» **Task requirements**
Within this listing, how many lines carry the string "every"? State the number only.
+-------+
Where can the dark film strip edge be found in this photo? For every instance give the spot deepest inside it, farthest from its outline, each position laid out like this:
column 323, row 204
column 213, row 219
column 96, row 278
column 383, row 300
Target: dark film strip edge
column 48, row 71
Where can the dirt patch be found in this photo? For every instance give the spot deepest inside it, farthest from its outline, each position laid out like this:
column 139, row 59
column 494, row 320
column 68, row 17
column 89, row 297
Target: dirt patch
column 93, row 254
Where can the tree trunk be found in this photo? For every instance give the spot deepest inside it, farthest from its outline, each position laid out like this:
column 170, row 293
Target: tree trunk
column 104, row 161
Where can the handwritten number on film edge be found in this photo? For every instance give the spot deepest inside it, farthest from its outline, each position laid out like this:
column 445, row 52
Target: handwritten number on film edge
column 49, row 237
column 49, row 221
+-------+
» **Result**
4